**Task item**:
Your task is to transcribe, without alteration, the lines from the top of the material below through the line bearing "the bird's foot?", inclusive.
──────────────────────────────
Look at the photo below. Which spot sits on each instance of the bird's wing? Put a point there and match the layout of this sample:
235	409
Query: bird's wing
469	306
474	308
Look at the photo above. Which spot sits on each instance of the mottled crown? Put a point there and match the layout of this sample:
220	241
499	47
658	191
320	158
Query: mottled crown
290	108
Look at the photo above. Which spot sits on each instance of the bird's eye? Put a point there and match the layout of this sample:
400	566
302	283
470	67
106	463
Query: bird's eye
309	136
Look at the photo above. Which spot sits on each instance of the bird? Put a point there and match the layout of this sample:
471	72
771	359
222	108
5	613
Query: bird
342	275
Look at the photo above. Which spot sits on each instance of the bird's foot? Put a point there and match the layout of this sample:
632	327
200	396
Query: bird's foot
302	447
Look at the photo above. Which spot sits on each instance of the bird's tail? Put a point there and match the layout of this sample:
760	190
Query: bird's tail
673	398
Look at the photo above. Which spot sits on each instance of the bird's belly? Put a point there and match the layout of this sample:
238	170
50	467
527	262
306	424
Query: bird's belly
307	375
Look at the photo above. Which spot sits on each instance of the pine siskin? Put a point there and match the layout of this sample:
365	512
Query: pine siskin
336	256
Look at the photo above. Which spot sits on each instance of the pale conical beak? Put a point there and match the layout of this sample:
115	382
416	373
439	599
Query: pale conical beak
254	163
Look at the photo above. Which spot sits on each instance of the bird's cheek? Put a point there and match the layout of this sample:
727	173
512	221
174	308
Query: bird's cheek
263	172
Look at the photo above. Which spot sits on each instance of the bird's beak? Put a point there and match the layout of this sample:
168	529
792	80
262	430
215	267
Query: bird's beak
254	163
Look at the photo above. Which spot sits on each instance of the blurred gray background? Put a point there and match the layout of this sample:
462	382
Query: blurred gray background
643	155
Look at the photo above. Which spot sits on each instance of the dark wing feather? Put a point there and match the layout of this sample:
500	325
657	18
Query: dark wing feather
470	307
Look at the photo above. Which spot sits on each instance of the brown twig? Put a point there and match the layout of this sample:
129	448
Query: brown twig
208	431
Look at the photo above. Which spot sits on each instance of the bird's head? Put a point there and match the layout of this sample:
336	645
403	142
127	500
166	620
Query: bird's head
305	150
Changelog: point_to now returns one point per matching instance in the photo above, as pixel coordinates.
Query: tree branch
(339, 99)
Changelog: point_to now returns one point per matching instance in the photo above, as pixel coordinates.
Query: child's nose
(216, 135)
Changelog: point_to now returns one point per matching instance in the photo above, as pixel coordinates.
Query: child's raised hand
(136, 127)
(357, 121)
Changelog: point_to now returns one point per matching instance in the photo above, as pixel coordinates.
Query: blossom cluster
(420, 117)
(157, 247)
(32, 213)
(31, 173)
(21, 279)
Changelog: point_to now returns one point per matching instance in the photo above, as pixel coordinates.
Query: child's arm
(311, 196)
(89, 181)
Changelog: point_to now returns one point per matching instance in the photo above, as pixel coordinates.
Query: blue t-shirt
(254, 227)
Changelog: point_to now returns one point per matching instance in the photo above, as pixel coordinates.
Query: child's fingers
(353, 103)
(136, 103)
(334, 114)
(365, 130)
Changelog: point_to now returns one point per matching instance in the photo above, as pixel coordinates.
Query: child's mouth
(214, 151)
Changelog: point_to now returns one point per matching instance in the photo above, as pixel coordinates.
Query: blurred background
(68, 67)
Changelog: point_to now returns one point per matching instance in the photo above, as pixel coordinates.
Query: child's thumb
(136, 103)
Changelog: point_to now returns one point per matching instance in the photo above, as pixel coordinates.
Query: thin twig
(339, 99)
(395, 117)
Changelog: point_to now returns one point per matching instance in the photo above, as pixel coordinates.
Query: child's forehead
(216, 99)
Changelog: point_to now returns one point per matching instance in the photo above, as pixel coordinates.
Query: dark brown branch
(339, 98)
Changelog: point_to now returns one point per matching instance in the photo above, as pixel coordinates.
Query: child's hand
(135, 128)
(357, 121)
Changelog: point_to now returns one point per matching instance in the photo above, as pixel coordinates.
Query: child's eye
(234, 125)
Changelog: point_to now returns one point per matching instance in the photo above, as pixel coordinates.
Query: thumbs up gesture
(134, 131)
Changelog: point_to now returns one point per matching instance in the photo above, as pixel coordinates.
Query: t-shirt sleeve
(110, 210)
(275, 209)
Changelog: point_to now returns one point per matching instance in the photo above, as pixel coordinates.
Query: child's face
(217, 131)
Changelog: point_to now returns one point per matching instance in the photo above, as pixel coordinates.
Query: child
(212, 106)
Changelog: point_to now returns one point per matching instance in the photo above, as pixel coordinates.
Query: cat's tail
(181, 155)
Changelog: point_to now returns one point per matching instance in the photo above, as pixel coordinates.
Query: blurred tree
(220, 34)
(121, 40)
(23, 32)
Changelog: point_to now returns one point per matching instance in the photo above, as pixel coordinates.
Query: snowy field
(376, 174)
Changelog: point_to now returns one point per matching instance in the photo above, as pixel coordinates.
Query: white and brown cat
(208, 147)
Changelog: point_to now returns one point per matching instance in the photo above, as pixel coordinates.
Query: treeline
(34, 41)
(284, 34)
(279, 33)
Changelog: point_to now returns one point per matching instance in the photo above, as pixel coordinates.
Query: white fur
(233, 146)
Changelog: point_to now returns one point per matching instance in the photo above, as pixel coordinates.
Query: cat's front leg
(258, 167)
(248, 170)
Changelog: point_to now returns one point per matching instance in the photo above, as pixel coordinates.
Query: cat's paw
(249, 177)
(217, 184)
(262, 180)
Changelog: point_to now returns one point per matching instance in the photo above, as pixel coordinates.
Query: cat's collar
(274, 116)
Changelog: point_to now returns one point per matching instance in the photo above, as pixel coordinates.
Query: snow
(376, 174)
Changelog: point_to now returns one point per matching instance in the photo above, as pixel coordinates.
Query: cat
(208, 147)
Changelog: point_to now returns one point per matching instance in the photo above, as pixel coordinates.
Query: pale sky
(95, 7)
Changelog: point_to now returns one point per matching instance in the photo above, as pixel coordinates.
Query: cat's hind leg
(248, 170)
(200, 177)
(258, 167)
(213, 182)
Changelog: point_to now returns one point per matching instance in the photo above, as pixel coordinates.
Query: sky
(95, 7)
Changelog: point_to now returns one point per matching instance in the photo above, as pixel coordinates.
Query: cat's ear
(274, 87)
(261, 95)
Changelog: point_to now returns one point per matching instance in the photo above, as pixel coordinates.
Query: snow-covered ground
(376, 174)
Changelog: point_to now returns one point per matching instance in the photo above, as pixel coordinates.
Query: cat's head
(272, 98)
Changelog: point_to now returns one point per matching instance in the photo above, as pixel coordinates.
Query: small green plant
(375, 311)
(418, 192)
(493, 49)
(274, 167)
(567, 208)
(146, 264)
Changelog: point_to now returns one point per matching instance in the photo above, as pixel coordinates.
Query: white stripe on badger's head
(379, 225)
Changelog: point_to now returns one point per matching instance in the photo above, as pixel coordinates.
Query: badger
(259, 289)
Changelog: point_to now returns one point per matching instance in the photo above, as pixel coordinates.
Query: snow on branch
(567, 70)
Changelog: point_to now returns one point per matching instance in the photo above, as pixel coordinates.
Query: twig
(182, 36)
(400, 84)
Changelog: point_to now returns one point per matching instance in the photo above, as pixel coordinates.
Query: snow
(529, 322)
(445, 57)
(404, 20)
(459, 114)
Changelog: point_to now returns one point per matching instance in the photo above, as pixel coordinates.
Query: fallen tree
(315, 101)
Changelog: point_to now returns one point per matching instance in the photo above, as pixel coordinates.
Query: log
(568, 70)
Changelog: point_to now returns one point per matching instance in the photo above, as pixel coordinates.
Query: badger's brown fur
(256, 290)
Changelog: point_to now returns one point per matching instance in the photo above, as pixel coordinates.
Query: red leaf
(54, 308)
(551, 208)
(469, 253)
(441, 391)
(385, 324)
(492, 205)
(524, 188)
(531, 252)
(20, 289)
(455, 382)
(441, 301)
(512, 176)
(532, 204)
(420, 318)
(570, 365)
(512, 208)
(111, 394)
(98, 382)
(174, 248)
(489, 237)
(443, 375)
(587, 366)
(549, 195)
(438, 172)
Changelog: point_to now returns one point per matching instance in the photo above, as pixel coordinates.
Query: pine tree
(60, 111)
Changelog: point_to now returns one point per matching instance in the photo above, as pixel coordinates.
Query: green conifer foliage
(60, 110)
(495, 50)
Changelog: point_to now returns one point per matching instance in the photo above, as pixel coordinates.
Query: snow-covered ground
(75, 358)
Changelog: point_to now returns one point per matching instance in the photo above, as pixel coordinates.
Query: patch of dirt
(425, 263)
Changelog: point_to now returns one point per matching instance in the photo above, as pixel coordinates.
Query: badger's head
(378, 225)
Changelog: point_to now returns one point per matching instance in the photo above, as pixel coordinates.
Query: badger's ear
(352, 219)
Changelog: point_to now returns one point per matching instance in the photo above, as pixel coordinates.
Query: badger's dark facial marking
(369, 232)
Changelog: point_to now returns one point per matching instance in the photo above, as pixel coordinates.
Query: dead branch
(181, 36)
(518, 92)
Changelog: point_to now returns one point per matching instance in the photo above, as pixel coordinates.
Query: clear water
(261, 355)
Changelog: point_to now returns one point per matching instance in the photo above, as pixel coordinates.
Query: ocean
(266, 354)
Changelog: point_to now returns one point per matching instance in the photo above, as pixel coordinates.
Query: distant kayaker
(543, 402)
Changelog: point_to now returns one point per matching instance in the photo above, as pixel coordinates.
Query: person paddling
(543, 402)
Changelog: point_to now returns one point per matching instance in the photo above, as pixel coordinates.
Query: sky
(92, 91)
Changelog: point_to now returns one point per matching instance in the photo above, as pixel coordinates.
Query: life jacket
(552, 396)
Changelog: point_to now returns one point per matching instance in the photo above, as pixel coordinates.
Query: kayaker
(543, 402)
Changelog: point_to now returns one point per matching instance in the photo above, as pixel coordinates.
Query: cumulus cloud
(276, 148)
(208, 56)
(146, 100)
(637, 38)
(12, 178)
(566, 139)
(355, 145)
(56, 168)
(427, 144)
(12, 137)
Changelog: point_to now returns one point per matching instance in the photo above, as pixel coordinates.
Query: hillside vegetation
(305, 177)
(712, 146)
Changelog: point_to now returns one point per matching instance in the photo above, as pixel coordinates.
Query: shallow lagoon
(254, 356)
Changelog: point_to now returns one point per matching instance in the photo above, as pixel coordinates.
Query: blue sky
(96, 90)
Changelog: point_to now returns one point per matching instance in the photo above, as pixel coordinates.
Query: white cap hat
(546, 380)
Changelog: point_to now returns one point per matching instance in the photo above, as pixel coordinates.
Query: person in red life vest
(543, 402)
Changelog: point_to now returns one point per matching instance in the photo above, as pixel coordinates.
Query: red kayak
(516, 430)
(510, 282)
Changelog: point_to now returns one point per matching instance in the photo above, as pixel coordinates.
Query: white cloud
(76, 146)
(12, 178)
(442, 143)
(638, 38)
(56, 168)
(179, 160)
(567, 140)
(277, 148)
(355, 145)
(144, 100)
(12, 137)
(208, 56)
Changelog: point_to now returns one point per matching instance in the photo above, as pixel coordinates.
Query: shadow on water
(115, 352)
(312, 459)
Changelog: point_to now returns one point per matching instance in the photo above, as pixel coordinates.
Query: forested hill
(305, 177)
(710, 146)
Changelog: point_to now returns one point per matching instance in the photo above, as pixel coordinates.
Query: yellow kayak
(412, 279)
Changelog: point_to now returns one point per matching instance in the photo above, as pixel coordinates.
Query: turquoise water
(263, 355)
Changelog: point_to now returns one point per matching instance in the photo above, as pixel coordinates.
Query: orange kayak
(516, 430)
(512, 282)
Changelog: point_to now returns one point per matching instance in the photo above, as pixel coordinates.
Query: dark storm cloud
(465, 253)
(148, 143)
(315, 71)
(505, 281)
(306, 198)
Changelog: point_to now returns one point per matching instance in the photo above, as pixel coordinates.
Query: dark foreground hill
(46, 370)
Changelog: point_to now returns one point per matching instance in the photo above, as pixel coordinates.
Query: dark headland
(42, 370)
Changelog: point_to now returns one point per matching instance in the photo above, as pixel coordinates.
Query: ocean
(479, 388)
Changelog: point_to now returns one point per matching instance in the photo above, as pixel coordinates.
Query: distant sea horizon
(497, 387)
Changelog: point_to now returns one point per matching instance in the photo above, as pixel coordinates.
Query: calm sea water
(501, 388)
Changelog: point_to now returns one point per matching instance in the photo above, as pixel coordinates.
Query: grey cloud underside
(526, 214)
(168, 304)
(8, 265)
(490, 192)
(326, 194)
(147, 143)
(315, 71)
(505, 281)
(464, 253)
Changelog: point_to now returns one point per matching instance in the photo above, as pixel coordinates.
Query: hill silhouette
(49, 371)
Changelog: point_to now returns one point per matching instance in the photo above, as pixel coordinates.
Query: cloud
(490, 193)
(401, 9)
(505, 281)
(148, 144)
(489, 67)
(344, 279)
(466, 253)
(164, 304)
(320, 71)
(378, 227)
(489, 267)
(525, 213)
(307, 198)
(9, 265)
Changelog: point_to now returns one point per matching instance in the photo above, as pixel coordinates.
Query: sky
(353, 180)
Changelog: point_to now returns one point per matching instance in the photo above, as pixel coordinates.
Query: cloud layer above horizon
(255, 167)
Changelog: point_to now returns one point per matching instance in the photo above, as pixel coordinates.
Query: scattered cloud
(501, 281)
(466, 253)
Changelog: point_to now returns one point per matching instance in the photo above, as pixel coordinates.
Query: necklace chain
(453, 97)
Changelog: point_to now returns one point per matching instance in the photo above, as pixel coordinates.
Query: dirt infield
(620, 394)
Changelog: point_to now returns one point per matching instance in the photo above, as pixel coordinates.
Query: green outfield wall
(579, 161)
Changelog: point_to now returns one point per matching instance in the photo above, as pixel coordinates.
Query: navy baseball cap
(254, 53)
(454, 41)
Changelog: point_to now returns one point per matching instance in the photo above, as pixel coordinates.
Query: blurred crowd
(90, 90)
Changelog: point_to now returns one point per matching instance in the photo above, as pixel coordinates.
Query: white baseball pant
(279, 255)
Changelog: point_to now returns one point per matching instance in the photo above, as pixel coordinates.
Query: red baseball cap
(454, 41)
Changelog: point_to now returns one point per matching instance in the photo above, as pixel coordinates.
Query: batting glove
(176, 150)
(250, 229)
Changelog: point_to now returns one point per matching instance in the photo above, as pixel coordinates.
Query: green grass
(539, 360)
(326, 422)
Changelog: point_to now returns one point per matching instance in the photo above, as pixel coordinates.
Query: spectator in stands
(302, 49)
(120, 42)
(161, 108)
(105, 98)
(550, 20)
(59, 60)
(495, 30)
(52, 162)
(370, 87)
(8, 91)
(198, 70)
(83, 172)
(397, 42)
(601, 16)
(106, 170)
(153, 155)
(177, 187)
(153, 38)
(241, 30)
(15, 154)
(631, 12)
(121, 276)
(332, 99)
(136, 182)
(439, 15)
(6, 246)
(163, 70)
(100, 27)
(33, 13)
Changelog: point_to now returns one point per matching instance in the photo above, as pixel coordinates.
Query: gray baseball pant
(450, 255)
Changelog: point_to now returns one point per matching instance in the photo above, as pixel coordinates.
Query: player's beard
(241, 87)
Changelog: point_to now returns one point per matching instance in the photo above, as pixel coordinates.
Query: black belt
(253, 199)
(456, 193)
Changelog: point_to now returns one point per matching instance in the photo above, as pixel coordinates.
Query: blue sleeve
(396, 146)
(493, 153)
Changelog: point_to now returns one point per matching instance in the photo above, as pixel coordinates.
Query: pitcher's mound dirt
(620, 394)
──────────────────────────────
**Solved exercise**:
Look at the photo below. Which spot sits on each instance of the bird's wing? Put a point there and match the layout of this sample:
235	409
Query: bird's wing
469	306
474	308
Look at the photo above. Which spot sits on each instance of the mottled crown? Put a point there and match the layout of this sample:
220	241
499	47
658	191
320	158
Query: mottled crown
290	108
Look at the photo above. Which spot sits on each instance of the bird's eye? Put a point there and match the layout of this sample:
400	566
302	283
470	67
106	463
Query: bird's eye
309	136
Look at the photo above. Which spot sits on each instance of the bird? Put a point there and match the layout of this sample:
471	72
771	359
222	108
5	613
Query: bird
342	275
Look at the photo above. Which spot sits on each instance of the bird's foot? Put a point there and match the layout of this sample:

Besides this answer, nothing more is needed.